Devuelve cada línea de los ítems que contenga la palabra "standing", respetando mayúsculas y minúsculas.

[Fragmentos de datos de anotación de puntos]

-*-*-

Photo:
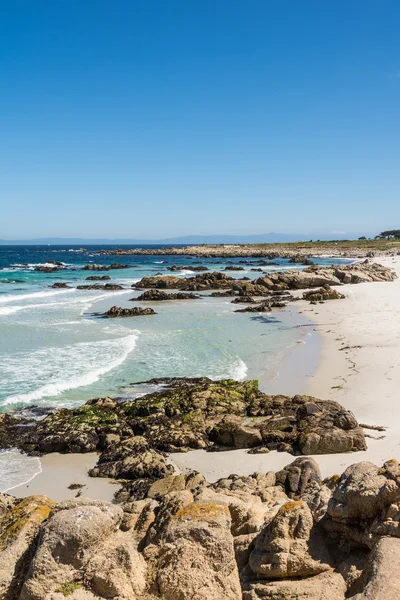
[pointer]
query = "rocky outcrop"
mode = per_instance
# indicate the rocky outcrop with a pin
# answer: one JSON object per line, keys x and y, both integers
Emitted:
{"x": 137, "y": 311}
{"x": 204, "y": 281}
{"x": 60, "y": 285}
{"x": 20, "y": 522}
{"x": 296, "y": 477}
{"x": 81, "y": 548}
{"x": 190, "y": 414}
{"x": 380, "y": 579}
{"x": 234, "y": 268}
{"x": 240, "y": 538}
{"x": 158, "y": 295}
{"x": 290, "y": 545}
{"x": 311, "y": 277}
{"x": 197, "y": 558}
{"x": 187, "y": 268}
{"x": 263, "y": 307}
{"x": 94, "y": 267}
{"x": 324, "y": 293}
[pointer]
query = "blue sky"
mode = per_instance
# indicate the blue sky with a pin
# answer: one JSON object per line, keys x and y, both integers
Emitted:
{"x": 155, "y": 118}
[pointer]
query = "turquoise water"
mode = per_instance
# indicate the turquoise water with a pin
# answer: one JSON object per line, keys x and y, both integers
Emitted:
{"x": 54, "y": 353}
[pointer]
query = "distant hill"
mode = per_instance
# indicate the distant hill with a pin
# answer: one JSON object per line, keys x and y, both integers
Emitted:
{"x": 271, "y": 238}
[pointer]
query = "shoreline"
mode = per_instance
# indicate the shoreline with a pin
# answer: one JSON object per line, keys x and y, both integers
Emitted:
{"x": 58, "y": 471}
{"x": 353, "y": 345}
{"x": 360, "y": 340}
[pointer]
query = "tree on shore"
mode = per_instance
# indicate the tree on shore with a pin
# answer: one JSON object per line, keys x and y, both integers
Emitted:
{"x": 393, "y": 234}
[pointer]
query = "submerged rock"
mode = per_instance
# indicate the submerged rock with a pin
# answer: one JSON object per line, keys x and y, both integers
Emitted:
{"x": 194, "y": 414}
{"x": 137, "y": 311}
{"x": 94, "y": 267}
{"x": 158, "y": 295}
{"x": 324, "y": 293}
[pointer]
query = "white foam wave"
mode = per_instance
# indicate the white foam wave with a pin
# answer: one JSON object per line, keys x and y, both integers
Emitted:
{"x": 239, "y": 370}
{"x": 79, "y": 365}
{"x": 17, "y": 469}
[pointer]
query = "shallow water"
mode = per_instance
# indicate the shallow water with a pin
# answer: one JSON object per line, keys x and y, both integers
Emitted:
{"x": 54, "y": 353}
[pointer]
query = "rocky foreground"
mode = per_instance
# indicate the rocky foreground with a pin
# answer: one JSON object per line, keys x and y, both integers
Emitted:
{"x": 276, "y": 536}
{"x": 133, "y": 437}
{"x": 168, "y": 536}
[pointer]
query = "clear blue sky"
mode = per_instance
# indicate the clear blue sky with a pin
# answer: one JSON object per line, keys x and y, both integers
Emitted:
{"x": 156, "y": 118}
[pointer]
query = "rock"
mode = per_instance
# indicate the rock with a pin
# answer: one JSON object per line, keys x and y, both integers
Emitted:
{"x": 118, "y": 570}
{"x": 290, "y": 545}
{"x": 131, "y": 459}
{"x": 231, "y": 433}
{"x": 363, "y": 491}
{"x": 186, "y": 414}
{"x": 157, "y": 295}
{"x": 204, "y": 281}
{"x": 187, "y": 267}
{"x": 176, "y": 483}
{"x": 94, "y": 267}
{"x": 243, "y": 300}
{"x": 197, "y": 560}
{"x": 233, "y": 268}
{"x": 381, "y": 576}
{"x": 82, "y": 543}
{"x": 324, "y": 293}
{"x": 325, "y": 586}
{"x": 298, "y": 475}
{"x": 20, "y": 522}
{"x": 263, "y": 307}
{"x": 44, "y": 269}
{"x": 317, "y": 496}
{"x": 117, "y": 311}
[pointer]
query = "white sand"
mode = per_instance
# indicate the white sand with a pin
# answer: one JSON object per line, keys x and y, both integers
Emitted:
{"x": 59, "y": 471}
{"x": 365, "y": 380}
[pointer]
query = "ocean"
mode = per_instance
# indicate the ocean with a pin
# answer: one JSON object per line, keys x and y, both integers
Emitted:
{"x": 54, "y": 353}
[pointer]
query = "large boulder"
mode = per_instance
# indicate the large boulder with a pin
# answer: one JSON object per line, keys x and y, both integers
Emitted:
{"x": 290, "y": 545}
{"x": 81, "y": 547}
{"x": 381, "y": 576}
{"x": 298, "y": 475}
{"x": 364, "y": 491}
{"x": 20, "y": 522}
{"x": 131, "y": 459}
{"x": 325, "y": 586}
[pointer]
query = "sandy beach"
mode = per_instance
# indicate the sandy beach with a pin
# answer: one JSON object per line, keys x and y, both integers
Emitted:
{"x": 359, "y": 345}
{"x": 358, "y": 367}
{"x": 59, "y": 471}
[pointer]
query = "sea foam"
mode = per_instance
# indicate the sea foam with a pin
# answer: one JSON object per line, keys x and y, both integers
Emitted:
{"x": 75, "y": 366}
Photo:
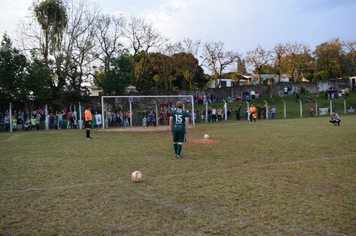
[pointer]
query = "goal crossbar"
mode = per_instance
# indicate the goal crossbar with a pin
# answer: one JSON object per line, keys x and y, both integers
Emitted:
{"x": 147, "y": 96}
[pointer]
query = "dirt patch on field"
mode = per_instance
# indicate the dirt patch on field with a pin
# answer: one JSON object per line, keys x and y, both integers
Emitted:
{"x": 197, "y": 140}
{"x": 139, "y": 129}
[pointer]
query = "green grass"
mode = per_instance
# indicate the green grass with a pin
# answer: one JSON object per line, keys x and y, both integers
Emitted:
{"x": 275, "y": 177}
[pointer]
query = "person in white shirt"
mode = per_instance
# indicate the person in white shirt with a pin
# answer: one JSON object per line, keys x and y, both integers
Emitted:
{"x": 213, "y": 113}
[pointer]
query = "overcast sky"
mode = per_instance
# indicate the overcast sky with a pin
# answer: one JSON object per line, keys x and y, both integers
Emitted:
{"x": 240, "y": 24}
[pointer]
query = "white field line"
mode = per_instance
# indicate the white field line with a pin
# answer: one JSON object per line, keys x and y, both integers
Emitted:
{"x": 176, "y": 175}
{"x": 12, "y": 137}
{"x": 189, "y": 210}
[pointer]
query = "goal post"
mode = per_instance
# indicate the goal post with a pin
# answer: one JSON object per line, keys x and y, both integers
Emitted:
{"x": 104, "y": 111}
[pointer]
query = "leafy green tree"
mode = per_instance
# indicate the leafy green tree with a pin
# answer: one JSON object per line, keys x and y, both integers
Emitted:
{"x": 20, "y": 79}
{"x": 328, "y": 56}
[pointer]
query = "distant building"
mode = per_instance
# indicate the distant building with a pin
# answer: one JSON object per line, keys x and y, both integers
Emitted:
{"x": 249, "y": 79}
{"x": 94, "y": 91}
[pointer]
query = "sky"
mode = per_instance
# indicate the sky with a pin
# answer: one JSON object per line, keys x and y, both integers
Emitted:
{"x": 240, "y": 24}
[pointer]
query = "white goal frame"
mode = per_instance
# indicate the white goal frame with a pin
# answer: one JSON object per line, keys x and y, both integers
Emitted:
{"x": 147, "y": 96}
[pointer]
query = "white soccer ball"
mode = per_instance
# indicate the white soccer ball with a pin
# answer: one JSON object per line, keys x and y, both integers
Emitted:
{"x": 136, "y": 176}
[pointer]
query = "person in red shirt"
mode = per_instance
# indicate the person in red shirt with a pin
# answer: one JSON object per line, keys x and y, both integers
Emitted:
{"x": 257, "y": 94}
{"x": 88, "y": 118}
{"x": 252, "y": 113}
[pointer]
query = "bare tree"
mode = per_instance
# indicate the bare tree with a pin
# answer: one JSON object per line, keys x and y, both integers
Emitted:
{"x": 110, "y": 32}
{"x": 217, "y": 60}
{"x": 259, "y": 58}
{"x": 298, "y": 53}
{"x": 279, "y": 50}
{"x": 142, "y": 37}
{"x": 188, "y": 46}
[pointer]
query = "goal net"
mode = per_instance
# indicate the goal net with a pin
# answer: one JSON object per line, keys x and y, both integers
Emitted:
{"x": 124, "y": 111}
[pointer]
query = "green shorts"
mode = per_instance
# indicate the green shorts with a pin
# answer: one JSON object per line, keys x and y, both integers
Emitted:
{"x": 178, "y": 136}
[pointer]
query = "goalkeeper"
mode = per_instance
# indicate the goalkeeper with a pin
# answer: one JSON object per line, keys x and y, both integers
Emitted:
{"x": 151, "y": 117}
{"x": 179, "y": 122}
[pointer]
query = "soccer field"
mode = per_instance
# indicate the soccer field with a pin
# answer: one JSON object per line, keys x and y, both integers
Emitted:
{"x": 275, "y": 177}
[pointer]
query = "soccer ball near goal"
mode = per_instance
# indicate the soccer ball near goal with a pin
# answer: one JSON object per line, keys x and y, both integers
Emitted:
{"x": 136, "y": 176}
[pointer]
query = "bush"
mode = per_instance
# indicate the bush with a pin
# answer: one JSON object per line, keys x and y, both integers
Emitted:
{"x": 302, "y": 90}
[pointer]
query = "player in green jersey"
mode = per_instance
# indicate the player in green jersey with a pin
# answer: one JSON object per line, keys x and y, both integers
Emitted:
{"x": 179, "y": 122}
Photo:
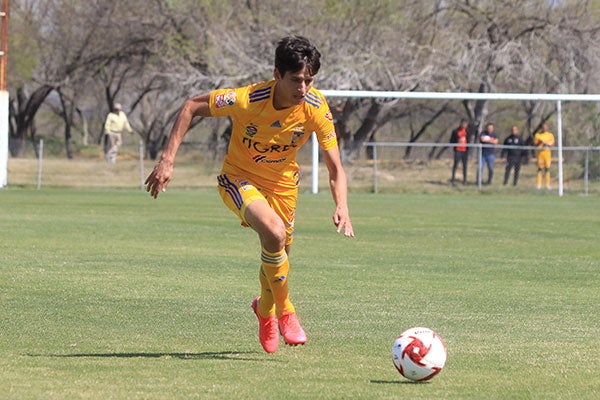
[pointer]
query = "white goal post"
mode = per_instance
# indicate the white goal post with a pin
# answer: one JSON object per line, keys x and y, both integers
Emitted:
{"x": 558, "y": 98}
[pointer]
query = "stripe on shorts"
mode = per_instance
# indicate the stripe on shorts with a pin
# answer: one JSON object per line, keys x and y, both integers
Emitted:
{"x": 232, "y": 190}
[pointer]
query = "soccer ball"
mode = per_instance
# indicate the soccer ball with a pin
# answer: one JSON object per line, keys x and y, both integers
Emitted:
{"x": 419, "y": 354}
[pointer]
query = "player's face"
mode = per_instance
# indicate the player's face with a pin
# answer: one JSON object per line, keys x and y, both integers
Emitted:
{"x": 291, "y": 88}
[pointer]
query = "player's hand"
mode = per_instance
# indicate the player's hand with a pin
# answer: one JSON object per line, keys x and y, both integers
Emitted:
{"x": 341, "y": 219}
{"x": 159, "y": 178}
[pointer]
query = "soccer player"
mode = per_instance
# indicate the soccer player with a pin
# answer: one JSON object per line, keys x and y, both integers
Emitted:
{"x": 259, "y": 177}
{"x": 543, "y": 140}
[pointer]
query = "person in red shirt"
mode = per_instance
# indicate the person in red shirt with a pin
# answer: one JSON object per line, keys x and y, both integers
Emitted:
{"x": 460, "y": 138}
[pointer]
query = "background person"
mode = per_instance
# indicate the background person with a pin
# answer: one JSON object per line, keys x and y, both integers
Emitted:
{"x": 544, "y": 140}
{"x": 487, "y": 137}
{"x": 259, "y": 177}
{"x": 514, "y": 154}
{"x": 459, "y": 136}
{"x": 115, "y": 125}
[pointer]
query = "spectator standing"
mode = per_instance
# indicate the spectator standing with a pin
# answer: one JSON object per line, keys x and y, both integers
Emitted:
{"x": 115, "y": 125}
{"x": 459, "y": 137}
{"x": 514, "y": 154}
{"x": 488, "y": 138}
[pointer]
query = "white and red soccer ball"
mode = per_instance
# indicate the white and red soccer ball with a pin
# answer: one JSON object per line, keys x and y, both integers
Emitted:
{"x": 419, "y": 354}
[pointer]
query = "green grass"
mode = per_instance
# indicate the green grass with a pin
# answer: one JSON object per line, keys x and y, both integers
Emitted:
{"x": 108, "y": 294}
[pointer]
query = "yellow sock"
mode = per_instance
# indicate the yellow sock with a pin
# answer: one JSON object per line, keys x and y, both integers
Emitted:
{"x": 266, "y": 305}
{"x": 276, "y": 267}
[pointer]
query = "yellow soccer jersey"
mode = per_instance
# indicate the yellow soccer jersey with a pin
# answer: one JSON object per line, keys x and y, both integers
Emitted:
{"x": 264, "y": 141}
{"x": 543, "y": 140}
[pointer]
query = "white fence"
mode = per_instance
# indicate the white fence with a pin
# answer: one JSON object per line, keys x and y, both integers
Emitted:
{"x": 586, "y": 154}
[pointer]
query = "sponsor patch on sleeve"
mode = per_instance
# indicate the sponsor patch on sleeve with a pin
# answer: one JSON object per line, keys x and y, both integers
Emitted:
{"x": 328, "y": 116}
{"x": 225, "y": 99}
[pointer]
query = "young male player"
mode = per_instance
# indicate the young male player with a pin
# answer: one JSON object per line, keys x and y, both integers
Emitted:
{"x": 259, "y": 178}
{"x": 543, "y": 140}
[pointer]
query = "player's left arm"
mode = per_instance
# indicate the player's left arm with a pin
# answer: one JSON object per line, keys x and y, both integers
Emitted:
{"x": 339, "y": 190}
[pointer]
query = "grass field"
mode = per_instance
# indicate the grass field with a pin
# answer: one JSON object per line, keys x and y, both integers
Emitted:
{"x": 108, "y": 294}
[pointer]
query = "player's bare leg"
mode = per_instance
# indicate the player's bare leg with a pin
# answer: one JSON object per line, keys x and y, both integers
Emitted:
{"x": 275, "y": 264}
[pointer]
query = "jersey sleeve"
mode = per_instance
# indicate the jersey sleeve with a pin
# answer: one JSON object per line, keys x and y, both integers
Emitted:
{"x": 225, "y": 102}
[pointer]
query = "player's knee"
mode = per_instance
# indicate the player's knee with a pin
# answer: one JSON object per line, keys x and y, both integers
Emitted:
{"x": 274, "y": 239}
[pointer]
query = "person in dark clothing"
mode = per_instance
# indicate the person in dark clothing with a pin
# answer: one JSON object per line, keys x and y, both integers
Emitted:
{"x": 460, "y": 138}
{"x": 514, "y": 154}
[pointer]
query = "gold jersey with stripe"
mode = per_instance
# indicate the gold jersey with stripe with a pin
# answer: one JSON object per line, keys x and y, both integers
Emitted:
{"x": 543, "y": 140}
{"x": 264, "y": 141}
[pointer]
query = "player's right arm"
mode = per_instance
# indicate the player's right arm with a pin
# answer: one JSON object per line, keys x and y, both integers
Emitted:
{"x": 161, "y": 175}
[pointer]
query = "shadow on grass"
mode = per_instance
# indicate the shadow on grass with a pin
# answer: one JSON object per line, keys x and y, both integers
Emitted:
{"x": 209, "y": 355}
{"x": 407, "y": 382}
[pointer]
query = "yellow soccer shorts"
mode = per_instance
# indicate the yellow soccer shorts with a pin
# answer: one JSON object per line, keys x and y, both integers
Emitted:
{"x": 544, "y": 158}
{"x": 237, "y": 193}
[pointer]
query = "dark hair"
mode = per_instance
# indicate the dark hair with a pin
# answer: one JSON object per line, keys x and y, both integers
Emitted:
{"x": 294, "y": 53}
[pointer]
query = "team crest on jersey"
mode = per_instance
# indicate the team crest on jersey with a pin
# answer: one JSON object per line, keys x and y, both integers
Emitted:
{"x": 251, "y": 130}
{"x": 225, "y": 99}
{"x": 297, "y": 134}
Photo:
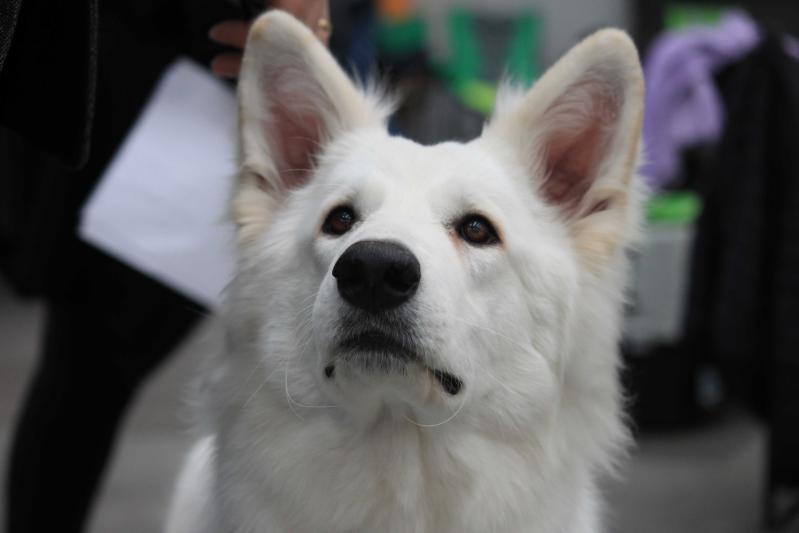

-*-*-

Resultado:
query = "spectator standing"
# indicate the spectator standing with a pin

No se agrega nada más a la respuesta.